Dataset entries:

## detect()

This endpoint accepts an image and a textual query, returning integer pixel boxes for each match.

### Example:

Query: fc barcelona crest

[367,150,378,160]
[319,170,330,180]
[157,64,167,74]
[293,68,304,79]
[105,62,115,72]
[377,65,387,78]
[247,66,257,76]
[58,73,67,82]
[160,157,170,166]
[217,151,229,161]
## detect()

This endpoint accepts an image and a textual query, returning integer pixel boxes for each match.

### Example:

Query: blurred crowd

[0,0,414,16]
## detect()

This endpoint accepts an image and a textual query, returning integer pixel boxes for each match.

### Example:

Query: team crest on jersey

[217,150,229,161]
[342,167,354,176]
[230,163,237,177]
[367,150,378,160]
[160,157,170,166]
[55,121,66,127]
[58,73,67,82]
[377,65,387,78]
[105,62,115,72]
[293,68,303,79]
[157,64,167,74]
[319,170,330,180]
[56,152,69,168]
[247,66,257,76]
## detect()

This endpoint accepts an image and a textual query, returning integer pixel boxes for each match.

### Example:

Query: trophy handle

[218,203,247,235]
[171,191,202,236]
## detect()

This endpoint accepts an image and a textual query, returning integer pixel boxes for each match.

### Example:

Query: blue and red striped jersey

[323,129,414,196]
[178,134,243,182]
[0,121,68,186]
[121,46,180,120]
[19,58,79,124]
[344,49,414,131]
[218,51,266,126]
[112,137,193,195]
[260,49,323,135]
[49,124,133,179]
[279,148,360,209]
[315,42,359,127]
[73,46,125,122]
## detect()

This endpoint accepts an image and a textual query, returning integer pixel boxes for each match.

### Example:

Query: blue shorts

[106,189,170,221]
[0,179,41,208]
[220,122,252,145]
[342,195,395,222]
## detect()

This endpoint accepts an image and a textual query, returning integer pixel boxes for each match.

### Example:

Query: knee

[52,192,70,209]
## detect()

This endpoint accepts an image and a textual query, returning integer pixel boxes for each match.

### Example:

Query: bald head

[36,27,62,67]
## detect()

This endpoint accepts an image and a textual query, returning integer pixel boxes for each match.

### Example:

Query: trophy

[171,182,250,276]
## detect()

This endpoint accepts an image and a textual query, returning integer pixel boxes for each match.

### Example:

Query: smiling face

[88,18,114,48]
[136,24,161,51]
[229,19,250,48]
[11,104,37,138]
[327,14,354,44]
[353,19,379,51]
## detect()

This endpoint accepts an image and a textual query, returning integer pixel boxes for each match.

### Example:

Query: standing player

Directive: Select each line in the rows above that contains the string "crest". The match is case-sensitive.

Response to this task:
Query: fc barcelona crest
Query: team crest on jersey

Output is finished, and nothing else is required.